*Your instructions*:
Every line from the one bearing "of the paved" through the last line of the entries should be printed exactly, with no other output.

[Stored records]
※ ※ ※

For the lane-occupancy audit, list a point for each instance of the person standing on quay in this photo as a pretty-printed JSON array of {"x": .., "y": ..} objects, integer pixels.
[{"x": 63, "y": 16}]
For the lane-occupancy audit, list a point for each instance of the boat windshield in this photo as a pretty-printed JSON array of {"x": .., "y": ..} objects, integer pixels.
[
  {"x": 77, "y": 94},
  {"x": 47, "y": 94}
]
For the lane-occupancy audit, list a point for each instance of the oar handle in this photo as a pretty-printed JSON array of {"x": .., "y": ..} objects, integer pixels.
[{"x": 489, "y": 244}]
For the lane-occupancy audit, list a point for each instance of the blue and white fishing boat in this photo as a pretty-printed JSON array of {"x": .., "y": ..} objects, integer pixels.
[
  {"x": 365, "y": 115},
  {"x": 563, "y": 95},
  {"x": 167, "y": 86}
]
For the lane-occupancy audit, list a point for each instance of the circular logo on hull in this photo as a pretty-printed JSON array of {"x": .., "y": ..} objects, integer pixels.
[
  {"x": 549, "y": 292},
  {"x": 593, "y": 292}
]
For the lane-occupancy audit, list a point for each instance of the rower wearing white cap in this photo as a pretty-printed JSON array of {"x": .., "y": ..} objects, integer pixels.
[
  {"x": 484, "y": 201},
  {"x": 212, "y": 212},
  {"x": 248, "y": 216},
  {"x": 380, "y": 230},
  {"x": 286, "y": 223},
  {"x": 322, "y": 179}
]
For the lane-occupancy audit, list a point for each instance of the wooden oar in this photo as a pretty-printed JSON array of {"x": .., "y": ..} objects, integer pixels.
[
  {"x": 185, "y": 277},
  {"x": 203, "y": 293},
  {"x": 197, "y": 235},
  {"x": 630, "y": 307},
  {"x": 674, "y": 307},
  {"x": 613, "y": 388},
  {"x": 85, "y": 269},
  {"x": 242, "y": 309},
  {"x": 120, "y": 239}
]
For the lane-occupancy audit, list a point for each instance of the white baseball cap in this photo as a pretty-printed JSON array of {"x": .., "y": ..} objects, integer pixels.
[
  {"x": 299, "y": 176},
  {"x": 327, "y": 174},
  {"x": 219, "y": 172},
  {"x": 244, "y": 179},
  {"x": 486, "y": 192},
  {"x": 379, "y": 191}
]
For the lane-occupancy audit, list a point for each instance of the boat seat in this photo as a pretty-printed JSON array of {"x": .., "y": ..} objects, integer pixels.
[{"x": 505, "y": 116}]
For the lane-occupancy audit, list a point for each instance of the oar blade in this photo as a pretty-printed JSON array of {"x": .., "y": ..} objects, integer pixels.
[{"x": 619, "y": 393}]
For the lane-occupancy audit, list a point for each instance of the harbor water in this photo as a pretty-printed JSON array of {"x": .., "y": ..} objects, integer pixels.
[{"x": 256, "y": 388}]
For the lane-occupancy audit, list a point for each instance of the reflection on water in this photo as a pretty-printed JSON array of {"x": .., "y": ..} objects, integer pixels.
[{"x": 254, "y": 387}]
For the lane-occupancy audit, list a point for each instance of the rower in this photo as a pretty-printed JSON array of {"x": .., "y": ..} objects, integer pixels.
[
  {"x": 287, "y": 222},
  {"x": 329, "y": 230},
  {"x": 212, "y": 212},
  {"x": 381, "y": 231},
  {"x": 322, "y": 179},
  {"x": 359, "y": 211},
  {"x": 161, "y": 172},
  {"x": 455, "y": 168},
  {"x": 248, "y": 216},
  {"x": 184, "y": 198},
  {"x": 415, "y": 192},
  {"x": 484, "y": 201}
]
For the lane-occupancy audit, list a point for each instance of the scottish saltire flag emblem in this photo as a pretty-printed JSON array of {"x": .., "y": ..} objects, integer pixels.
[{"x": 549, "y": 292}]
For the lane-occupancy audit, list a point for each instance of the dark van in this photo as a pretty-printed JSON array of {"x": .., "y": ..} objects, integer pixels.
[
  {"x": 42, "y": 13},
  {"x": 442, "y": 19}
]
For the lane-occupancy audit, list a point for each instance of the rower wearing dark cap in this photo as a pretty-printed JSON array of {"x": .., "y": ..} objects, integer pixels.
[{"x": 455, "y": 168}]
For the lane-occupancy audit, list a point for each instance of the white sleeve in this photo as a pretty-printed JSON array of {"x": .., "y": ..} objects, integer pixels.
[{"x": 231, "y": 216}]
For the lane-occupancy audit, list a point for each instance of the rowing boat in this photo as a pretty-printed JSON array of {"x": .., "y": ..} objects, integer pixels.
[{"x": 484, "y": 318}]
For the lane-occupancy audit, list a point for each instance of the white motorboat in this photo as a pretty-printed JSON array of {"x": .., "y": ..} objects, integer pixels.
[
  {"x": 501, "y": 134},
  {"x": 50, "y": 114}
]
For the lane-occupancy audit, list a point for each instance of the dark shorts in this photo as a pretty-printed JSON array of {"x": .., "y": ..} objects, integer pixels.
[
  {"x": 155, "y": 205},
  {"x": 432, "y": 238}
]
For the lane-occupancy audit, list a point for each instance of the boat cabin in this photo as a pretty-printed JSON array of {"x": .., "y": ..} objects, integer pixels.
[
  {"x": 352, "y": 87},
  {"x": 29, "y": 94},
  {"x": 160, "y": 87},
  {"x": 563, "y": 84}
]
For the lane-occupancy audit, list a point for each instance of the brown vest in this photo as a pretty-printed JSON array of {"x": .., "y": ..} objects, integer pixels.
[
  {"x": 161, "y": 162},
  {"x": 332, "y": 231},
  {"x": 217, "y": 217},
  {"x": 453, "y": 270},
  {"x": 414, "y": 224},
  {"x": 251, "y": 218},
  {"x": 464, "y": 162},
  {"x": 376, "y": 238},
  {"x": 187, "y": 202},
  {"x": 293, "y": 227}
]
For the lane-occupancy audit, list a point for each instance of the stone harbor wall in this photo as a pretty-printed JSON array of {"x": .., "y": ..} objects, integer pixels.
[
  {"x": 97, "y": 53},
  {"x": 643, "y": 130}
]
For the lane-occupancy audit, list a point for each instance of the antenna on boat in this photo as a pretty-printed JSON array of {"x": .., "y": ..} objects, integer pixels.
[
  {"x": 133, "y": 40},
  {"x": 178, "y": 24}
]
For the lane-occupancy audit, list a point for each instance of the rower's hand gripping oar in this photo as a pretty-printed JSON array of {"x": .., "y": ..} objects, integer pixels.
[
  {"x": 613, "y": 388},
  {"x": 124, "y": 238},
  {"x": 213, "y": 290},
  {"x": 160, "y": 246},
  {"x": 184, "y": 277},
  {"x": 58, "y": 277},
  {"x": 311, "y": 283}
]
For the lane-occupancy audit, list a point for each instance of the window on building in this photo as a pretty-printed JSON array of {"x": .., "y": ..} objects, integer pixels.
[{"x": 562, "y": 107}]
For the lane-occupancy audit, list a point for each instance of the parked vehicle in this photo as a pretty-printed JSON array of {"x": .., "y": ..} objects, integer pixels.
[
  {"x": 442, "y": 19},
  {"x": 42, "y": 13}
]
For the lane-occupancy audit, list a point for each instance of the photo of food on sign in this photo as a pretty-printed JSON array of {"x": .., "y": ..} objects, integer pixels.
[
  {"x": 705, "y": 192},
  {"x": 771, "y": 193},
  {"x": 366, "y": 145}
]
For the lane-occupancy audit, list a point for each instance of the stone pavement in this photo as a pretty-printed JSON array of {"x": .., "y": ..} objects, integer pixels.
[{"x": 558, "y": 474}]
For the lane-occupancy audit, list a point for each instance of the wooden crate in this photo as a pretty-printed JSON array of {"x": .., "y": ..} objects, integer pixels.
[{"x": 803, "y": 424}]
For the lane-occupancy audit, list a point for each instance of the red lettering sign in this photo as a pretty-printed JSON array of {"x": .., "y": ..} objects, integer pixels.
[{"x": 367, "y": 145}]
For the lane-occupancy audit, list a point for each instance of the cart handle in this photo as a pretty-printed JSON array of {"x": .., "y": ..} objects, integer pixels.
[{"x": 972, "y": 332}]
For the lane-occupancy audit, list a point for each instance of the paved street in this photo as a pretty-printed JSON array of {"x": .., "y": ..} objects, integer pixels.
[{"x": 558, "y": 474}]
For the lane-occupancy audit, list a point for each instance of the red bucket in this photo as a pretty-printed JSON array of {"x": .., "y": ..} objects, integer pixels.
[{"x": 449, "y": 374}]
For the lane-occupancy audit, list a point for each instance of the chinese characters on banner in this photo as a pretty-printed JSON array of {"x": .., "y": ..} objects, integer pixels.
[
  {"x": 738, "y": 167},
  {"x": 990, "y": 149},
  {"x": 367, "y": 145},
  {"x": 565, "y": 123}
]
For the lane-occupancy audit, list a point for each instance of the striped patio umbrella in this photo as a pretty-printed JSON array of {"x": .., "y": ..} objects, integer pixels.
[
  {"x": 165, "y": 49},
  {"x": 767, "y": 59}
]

※ ※ ※

*Output for this exercise*:
For the lane-occupancy audit, list a point for each instance of the paved street in this photo as a pretty-printed JSON array of {"x": .., "y": ..} objects, integer pixels.
[{"x": 558, "y": 474}]
For the lane-occupancy audit, list a point for each instance of the red bucket in this photo as a pretty-printed JSON array of {"x": .., "y": ..} objects, integer pixels.
[{"x": 449, "y": 374}]
For the lane-occupancy audit, list a point for each instance of the chinese characters on banner in this photo as a pretty-printed JSON array of {"x": .., "y": ..} objects, integer pixels.
[
  {"x": 738, "y": 167},
  {"x": 990, "y": 149},
  {"x": 367, "y": 145},
  {"x": 565, "y": 123}
]
For the lane-occupancy audit, list a point for each instance of the striped patio umbrella in this photo as a pretty-printed JSON array of {"x": .., "y": ..} objects, integer pixels.
[
  {"x": 165, "y": 49},
  {"x": 767, "y": 59}
]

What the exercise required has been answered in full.